### WHAT TO WORK ON
Reproduce the stretch of the MLIR bytecode patch message below from "[Mlir-commits] [mlir] [mlir]" through "across the boundary.".

### SOURCE TEXT
━━━━

[Mlir-commits] [mlir] [mlir] Python: write bytecode to a file path (PR #127118)

Nikhil Kalra llvmlistbot at llvm.org
Thu Feb 13 12:22:07 PST 2025


https://github.com/nikalra updated https://github.com/llvm/llvm-project/pull/127118

>From b6d637b02c31f90a1f959d5f0864866e3851ec0e Mon Sep 17 00:00:00 2001
From: Nikhil Kalra <nkalra at apple.com>
Date: Thu, 13 Feb 2025 12:08:49 -0800
Subject: [PATCH 1/3] [mlir] Python: write bytecode to a file path

The current `write_bytecode` implementation necessarily requires the serialized module to be duplicated in memory when the python `bytes` object is created and sent over the binding. For modules with large resources, we may want to avoid this in-memory copy by serializing directly to a file instead of sending bytes across the boundary.
---
 mlir/lib/Bindings/Python/IRCore.cpp      | 40 ++++++++++++++++++------
 mlir/lib/Bindings/Python/NanobindUtils.h | 22 ++++++++++++-
 mlir/python/mlir/_mlir_libs/_mlir/ir.pyi |  6 ++--
 mlir/test/python/ir/operation.py         |  5 +++
 4 files changed, 60 insertions(+), 13 deletions(-)

diff --git a/mlir/lib/Bindings/Python/IRCore.cpp b/mlir/lib/Bindings/Python/IRCore.cpp
index 827db5f3eba84..fbe54f8d81cf0 100644
--- a/mlir/lib/Bindings/Python/IRCore.cpp
+++ b/mlir/lib/Bindings/Python/IRCore.cpp
@@ -7,6 +7,7 @@
 //===----------------------------------------------------------------------===//
 
 #include <optional>
+#include <system_error>
 #include <utility>
 
 #include "Globals.h"
@@ -20,8 +21,10 @@
 #include "mlir/Bindings/Python/Nanobind.h"
 #include "mlir/Bindings/Python/NanobindAdaptors.h"
 #include "mlir-c/Bindings/Python/Interop.h" // This is expected after nanobind.
+#include "nanobind/nanobind.h"
 #include "llvm/ADT/ArrayRef.h"
 #include "llvm/ADT/SmallVector.h"

━━━━

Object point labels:
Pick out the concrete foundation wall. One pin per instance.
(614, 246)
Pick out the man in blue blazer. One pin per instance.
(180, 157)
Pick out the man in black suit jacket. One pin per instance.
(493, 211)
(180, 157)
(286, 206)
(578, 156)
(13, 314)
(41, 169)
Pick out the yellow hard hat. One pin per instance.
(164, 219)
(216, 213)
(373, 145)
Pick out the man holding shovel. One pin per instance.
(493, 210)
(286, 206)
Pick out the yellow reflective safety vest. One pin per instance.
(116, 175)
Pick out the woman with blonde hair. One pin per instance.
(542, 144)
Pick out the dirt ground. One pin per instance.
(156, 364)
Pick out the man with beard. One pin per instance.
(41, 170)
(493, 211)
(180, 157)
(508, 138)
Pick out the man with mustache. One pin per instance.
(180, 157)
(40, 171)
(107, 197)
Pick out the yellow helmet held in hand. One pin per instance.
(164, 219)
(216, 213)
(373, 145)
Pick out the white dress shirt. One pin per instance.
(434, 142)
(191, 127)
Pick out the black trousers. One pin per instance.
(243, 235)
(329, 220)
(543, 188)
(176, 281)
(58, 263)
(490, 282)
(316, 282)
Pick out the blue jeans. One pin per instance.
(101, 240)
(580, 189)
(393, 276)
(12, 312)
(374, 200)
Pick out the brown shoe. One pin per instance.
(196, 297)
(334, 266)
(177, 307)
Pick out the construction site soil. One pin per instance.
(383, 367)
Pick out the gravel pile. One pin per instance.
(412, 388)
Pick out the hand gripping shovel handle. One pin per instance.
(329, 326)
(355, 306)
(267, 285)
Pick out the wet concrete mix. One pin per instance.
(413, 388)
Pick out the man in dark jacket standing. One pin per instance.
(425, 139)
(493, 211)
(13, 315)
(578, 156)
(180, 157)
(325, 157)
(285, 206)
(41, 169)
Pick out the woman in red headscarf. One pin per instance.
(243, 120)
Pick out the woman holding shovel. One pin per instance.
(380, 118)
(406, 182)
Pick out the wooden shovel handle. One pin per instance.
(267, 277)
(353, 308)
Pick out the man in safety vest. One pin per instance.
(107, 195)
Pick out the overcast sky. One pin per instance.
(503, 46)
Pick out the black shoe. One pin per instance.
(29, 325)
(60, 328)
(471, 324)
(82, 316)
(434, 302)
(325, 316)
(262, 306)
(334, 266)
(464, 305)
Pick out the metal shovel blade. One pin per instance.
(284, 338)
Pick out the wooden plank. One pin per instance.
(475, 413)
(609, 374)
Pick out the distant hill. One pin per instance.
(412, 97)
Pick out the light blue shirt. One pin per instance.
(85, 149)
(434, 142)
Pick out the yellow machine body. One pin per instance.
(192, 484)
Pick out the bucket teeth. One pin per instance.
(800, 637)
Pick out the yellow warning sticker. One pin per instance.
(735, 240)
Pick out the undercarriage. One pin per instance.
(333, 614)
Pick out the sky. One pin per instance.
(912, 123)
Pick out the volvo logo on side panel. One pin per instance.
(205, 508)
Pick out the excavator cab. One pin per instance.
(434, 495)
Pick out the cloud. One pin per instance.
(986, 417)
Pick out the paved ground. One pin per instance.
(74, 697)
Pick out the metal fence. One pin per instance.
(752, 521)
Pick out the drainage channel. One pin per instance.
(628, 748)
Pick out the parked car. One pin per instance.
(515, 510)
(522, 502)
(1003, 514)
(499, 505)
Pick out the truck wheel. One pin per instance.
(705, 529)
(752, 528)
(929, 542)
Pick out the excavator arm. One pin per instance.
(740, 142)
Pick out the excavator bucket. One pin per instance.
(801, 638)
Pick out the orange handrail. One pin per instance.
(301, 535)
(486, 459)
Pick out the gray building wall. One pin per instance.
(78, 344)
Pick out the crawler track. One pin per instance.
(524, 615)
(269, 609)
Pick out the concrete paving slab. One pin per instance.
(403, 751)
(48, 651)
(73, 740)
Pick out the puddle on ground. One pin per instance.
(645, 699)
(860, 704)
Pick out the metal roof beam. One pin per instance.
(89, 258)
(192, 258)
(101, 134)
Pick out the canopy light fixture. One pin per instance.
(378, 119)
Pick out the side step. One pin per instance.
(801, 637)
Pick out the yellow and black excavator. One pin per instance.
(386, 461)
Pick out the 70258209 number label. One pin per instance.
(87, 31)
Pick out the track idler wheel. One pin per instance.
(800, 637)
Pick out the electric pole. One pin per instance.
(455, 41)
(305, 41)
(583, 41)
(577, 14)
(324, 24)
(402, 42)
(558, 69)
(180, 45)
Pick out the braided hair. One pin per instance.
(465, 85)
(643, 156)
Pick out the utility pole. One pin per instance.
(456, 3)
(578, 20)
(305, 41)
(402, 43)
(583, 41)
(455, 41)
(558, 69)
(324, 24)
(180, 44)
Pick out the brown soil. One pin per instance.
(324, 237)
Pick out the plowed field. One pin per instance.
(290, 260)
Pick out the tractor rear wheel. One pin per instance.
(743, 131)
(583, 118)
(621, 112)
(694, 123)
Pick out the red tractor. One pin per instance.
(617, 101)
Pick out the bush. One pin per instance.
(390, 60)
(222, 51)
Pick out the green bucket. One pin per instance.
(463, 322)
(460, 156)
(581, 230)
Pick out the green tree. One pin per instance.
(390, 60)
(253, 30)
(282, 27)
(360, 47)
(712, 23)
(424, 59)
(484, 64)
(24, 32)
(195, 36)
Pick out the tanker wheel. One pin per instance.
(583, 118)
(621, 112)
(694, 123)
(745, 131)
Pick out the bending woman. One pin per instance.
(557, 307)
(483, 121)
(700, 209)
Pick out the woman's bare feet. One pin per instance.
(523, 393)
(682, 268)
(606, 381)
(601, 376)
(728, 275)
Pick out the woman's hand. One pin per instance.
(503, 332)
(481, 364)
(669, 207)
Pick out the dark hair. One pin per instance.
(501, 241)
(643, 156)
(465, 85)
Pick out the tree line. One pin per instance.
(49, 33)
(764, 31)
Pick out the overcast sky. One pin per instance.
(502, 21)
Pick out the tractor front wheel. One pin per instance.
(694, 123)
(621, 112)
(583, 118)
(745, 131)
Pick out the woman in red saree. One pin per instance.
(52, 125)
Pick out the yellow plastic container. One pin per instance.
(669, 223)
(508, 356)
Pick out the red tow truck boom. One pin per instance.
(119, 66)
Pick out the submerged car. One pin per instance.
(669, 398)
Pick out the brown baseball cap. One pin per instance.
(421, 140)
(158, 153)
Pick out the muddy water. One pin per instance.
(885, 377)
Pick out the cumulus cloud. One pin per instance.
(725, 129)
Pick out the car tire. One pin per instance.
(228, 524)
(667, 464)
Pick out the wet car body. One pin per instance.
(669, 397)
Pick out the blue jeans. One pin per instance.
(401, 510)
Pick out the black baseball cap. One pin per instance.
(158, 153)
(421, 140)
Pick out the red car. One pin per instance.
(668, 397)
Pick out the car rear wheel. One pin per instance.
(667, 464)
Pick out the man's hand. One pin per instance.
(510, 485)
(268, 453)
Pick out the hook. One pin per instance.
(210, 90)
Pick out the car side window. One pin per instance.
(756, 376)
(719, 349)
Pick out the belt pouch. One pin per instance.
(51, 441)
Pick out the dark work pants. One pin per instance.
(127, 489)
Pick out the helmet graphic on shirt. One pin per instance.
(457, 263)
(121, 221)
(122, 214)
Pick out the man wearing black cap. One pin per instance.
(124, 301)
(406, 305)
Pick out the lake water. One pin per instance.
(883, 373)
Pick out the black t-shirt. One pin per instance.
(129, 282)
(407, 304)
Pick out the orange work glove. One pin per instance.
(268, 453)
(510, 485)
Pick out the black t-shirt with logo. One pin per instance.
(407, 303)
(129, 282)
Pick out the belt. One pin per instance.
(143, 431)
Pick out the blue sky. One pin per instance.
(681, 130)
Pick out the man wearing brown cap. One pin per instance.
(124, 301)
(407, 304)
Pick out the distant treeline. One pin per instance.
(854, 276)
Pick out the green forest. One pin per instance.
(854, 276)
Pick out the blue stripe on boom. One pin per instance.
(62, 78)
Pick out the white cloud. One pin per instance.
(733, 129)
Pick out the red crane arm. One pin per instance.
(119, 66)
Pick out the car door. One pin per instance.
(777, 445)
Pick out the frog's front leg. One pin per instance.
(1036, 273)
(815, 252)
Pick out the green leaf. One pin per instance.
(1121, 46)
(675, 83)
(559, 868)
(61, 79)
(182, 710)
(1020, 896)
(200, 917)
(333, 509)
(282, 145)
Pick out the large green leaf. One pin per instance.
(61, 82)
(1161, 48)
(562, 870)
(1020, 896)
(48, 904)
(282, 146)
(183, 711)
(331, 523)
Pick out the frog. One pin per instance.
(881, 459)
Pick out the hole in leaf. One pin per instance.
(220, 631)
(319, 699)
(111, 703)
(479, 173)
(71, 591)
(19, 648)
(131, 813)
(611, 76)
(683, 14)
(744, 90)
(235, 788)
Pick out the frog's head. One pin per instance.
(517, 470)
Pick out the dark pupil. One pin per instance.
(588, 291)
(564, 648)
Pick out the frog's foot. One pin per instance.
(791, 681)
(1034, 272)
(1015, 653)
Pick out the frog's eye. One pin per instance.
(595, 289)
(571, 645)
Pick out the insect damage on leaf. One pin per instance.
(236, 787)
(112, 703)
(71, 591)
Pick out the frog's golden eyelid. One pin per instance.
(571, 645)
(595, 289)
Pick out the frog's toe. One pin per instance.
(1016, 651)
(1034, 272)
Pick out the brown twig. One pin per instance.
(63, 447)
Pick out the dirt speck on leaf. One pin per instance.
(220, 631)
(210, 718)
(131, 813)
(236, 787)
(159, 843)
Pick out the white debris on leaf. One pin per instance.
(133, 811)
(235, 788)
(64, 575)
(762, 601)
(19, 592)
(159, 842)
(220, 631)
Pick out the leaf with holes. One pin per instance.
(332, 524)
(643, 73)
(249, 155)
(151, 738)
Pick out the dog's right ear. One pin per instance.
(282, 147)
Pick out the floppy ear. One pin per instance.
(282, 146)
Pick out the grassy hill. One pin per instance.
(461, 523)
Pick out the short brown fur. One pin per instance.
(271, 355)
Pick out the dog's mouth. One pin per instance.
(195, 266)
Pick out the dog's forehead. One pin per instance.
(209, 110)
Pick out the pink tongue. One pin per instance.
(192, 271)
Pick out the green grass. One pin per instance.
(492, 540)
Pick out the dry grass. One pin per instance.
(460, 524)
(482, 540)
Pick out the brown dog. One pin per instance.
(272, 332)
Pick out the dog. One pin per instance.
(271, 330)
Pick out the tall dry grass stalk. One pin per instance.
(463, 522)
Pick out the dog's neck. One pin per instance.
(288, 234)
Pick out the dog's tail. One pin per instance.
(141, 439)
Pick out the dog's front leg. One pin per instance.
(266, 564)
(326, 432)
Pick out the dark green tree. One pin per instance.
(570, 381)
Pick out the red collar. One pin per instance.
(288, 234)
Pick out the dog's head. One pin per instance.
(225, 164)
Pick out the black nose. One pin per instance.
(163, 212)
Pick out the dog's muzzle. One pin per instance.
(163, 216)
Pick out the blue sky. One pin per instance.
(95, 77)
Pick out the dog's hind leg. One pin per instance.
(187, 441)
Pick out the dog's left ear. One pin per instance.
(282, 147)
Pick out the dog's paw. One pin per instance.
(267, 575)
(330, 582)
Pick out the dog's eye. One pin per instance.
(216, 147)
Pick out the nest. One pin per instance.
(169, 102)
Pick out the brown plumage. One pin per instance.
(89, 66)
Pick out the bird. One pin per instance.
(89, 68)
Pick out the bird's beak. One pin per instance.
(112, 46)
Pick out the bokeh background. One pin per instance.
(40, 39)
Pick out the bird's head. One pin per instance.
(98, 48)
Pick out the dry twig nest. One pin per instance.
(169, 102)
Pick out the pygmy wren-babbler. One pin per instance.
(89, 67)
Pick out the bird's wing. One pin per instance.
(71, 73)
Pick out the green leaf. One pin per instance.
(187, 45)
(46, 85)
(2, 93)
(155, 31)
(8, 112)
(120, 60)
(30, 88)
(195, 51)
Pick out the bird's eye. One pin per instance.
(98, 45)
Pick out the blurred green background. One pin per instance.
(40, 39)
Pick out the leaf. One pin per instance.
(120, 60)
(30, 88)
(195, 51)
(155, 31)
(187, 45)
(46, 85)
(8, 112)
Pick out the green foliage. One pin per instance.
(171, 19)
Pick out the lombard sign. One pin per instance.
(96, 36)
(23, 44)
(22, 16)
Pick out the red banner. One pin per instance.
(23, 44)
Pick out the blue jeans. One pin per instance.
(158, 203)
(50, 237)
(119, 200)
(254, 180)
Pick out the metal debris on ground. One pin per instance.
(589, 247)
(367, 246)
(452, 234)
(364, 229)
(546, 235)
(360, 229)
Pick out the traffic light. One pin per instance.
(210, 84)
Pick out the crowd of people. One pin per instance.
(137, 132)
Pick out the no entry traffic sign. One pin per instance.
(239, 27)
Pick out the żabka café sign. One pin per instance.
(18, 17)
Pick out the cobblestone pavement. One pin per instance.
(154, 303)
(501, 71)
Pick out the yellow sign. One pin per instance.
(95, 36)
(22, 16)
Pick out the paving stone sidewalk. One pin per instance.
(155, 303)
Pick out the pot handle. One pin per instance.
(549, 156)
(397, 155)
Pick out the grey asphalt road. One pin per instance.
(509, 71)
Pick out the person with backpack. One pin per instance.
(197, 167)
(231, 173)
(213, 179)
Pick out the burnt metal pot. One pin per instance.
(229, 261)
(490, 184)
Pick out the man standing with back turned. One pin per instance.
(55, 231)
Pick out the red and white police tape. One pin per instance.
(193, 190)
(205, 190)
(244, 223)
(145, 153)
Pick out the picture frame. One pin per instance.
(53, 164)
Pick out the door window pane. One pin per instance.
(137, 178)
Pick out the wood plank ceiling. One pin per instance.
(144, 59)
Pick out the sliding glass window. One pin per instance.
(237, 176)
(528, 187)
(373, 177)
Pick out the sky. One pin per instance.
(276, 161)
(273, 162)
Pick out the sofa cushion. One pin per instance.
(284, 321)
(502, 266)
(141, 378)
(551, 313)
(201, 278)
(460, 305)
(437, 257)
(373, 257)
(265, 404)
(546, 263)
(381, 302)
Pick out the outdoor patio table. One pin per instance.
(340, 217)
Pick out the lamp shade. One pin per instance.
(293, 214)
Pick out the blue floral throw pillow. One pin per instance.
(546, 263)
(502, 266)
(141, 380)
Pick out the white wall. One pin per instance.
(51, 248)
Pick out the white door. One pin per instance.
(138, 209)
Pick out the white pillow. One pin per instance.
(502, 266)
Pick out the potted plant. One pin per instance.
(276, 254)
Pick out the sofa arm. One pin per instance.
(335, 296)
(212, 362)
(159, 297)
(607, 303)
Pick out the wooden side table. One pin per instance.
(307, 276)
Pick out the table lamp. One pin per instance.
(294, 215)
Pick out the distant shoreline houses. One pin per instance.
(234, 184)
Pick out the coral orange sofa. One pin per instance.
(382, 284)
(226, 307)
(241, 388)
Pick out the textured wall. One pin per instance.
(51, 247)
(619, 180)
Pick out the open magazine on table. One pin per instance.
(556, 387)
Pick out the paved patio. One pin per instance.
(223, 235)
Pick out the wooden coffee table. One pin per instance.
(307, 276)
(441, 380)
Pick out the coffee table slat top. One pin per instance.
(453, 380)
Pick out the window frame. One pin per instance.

━━━━

### SOLVED PROBLEM
[Mlir-commits] [mlir] [mlir] Python: write bytecode to a file path (PR #127118)

Nikhil Kalra llvmlistbot at llvm.org
Thu Feb 13 12:22:07 PST 2025


https://github.com/nikalra updated https://github.com/llvm/llvm-project/pull/127118

>From b6d637b02c31f90a1f959d5f0864866e3851ec0e Mon Sep 17 00:00:00 2001
From: Nikhil Kalra <nkalra at apple.com>
Date: Thu, 13 Feb 2025 12:08:49 -0800
Subject: [PATCH 1/3] [mlir] Python: write bytecode to a file path

The current `write_bytecode` implementation necessarily requires the serialized module to be duplicated in memory when the python `bytes` object is created and sent over the binding. For modules with large resources, we may want to avoid this in-memory copy by serializing directly to a file instead of sending bytes across the boundary.